◆ Page:
Andrew Norton | The Australian Financial Review | 10 March 2008

The finance industry has long had its eye on student debt, which reached $14.5 billion last year. They wanted to buy this asset from the government, and receive future student repayments of HECS (now HELP) debts. The government could use the money it received to pay off its own debts or for other purposes. The student debt’s new owners would also take the risk of lower-than-expected repayments.

Universities Australia’s proposal last week to “securitise” the HELP debt is quite different. The government would keep the debt and its associated risks. The idea is that they would use the HELP repayment revenue stream to finance interest payments on bonds sold in the capital markets. The money raised through selling the bonds would be put into a HECS Fund. Investment returns on the fund would be spent on universities.

Clearly this is a worse deal for government than the finance industry version of HECS securitisation. Their $1 billion (and increasing) a year in student HELP repayments is currently discretionary revenue. Under the Universities Australia plan, it would be locked into bond interest payments instead. In its financial consequences for government, this scheme is no different to simply re-directing HELP repayments to universities.

For the higher education sector, only two real differences exist between this Universities Australia request for more money and their routine requests for the same.

◆ Information shown:
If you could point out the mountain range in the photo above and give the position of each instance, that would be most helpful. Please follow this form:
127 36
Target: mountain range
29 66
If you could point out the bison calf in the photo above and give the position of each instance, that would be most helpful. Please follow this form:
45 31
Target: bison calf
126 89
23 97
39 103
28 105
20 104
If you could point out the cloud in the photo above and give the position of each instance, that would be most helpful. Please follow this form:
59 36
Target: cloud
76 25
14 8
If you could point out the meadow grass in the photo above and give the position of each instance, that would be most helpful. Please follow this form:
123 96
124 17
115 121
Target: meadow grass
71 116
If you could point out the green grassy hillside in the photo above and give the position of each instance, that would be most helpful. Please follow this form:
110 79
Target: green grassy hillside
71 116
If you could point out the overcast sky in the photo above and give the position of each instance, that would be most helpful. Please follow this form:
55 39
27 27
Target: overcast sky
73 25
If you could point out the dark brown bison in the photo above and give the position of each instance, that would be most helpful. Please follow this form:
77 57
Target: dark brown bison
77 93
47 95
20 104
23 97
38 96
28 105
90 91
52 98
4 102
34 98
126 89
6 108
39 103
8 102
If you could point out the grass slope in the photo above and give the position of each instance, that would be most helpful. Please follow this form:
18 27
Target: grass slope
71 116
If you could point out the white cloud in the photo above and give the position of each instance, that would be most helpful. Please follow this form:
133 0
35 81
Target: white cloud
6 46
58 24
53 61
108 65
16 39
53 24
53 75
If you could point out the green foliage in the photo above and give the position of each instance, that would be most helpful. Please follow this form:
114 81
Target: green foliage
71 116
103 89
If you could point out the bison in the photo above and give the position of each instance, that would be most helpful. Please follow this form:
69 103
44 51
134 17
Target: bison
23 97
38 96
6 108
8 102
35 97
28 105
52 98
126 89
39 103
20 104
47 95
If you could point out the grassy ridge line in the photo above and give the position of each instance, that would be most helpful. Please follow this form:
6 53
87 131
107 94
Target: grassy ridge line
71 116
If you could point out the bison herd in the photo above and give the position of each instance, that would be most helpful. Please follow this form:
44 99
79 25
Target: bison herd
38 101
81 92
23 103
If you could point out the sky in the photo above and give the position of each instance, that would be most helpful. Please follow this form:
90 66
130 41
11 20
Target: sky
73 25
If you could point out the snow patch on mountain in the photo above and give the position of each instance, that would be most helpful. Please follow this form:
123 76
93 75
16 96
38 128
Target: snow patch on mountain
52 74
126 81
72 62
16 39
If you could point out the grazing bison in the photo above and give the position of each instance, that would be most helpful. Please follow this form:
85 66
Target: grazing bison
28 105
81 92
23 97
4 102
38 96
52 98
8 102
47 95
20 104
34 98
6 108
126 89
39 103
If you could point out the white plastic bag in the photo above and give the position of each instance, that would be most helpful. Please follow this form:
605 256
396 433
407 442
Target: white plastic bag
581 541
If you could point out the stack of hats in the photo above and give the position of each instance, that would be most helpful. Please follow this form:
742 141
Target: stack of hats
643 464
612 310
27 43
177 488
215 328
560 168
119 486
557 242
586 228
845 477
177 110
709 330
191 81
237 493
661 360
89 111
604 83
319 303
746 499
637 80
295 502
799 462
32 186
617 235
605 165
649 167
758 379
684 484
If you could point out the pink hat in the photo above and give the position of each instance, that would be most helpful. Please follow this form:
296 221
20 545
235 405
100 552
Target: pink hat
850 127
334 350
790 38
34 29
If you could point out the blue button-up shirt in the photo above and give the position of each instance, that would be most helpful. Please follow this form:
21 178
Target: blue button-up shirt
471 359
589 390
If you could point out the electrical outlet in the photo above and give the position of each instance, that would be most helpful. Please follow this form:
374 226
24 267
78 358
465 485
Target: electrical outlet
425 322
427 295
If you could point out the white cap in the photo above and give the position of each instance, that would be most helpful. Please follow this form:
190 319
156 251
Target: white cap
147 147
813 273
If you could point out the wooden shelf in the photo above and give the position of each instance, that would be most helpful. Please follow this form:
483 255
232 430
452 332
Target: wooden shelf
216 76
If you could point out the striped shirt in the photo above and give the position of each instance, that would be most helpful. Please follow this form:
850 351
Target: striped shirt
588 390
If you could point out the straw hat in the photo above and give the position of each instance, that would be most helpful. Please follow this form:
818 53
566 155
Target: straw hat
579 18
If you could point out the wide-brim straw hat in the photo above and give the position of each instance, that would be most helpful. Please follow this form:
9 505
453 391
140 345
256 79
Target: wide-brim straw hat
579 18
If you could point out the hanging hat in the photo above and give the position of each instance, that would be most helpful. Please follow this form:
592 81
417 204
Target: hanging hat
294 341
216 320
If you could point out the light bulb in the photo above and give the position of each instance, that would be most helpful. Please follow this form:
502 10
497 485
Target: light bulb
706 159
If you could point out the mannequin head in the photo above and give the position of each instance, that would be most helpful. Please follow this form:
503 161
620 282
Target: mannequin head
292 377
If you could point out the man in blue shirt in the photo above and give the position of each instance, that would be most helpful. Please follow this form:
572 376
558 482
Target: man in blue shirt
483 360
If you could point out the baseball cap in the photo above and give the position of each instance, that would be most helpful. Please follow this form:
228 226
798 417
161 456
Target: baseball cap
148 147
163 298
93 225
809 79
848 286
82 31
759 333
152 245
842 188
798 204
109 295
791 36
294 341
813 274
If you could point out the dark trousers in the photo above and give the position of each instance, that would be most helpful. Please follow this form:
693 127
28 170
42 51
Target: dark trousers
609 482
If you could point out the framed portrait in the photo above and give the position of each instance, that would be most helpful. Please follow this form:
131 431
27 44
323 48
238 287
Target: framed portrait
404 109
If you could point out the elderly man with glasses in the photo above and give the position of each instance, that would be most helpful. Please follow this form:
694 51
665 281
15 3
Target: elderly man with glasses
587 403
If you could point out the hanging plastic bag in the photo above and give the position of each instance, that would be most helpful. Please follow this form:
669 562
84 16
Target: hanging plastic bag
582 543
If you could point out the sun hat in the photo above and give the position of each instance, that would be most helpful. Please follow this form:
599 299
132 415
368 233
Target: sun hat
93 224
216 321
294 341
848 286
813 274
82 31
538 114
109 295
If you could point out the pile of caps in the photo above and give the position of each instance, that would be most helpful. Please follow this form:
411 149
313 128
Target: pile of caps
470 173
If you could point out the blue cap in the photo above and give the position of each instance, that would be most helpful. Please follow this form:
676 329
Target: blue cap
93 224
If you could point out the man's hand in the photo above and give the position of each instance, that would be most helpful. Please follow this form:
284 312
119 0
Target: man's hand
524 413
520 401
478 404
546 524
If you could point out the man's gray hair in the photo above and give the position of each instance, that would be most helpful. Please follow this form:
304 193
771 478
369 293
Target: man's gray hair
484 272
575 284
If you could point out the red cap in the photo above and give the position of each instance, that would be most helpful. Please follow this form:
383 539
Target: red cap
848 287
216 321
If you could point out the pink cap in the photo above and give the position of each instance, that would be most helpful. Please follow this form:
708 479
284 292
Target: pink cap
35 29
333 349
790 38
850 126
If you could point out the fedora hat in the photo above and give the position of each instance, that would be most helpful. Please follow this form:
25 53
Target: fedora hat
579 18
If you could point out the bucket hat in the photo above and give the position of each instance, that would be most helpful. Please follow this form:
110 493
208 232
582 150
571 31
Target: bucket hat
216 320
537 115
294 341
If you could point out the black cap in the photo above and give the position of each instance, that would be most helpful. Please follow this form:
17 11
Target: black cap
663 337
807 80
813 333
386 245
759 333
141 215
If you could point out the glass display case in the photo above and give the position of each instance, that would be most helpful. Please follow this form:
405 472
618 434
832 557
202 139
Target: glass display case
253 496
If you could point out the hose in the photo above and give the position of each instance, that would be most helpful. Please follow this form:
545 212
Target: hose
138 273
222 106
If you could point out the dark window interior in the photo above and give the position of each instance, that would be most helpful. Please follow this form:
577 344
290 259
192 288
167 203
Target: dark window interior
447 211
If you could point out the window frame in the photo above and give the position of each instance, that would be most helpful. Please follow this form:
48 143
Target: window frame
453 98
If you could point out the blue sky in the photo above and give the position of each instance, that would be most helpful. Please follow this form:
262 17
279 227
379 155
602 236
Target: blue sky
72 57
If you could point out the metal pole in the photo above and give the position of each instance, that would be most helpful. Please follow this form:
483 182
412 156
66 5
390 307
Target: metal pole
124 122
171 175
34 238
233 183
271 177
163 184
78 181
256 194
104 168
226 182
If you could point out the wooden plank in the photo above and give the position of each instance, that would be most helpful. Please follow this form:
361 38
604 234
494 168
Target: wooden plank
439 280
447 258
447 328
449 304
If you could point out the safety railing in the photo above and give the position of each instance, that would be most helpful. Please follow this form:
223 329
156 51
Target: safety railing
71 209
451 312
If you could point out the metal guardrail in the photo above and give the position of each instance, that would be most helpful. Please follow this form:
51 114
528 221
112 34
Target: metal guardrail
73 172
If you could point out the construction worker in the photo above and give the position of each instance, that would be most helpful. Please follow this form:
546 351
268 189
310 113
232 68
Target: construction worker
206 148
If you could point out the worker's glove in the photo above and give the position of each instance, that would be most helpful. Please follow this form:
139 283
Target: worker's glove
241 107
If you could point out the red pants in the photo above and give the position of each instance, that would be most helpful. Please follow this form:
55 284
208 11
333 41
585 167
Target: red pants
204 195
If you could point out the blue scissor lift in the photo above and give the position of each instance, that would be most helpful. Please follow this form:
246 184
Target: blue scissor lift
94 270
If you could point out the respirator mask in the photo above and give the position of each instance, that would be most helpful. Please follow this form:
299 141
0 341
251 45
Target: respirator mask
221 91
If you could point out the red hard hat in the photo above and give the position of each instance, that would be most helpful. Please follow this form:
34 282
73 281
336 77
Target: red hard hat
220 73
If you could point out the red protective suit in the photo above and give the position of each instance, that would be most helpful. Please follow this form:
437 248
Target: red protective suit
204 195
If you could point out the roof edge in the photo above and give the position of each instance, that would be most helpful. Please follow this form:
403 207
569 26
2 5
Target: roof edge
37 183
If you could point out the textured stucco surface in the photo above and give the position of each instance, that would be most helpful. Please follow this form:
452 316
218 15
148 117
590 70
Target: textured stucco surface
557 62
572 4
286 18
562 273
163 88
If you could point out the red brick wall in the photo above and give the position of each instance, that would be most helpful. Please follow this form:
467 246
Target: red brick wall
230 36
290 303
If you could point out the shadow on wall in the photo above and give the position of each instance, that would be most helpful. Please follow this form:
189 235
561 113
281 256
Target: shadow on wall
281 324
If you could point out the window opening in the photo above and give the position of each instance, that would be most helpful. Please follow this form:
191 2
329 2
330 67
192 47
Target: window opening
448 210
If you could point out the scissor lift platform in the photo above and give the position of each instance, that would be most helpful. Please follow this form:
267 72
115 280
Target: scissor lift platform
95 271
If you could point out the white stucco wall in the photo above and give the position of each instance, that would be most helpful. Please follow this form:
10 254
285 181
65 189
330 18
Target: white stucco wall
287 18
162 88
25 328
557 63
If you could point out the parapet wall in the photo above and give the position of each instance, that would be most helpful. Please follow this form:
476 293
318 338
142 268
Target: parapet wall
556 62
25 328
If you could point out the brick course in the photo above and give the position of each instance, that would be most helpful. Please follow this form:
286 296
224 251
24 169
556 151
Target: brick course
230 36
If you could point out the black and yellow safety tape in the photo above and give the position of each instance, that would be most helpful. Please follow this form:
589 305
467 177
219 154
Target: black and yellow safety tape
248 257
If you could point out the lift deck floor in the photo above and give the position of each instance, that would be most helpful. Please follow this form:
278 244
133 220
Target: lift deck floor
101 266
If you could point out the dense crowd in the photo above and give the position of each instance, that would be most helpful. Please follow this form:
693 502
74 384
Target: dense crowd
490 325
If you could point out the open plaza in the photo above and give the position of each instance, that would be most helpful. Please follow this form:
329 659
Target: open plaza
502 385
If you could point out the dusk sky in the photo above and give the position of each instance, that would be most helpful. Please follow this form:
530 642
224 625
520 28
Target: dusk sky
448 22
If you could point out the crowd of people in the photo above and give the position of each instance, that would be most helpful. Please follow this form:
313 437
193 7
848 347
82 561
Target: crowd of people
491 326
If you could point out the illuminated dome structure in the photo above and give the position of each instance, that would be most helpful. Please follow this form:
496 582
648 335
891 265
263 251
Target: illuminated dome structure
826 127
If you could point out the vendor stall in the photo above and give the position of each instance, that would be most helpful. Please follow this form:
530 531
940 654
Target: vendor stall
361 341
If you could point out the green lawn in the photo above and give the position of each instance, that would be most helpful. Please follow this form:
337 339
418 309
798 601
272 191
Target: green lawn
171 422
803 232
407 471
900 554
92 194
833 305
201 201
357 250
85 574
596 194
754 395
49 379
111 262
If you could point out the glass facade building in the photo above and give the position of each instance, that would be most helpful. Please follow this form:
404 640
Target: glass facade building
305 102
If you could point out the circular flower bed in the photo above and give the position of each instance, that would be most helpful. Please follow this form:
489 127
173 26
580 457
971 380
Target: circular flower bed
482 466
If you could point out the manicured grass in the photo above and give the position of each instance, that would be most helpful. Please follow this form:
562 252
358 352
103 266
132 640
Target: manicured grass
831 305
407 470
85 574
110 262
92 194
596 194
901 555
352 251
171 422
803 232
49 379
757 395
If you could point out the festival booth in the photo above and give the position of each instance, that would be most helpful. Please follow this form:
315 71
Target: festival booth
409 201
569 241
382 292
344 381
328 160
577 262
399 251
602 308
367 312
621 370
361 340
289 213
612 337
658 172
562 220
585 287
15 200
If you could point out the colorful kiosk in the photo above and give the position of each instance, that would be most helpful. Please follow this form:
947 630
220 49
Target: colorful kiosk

◆ Task instructions:
1. In the student debt article, what amount did student debt reach last year?
2. Return the passage of the student debt article starting with "Andrew Norton |" and going on through "of lower-than-expected repayments.".
The entries stand apart from the student debt article and are separate material.

◆ Answers for the exercise:
1. $14.5 billion

2.
Andrew Norton | The Australian Financial Review | 10 March 2008

The finance industry has long had its eye on student debt, which reached $14.5 billion last year. They wanted to buy this asset from the government, and receive future student repayments of HECS (now HELP) debts. The government could use the money it received to pay off its own debts or for other purposes. The student debt’s new owners would also take the risk of lower-than-expected repayments.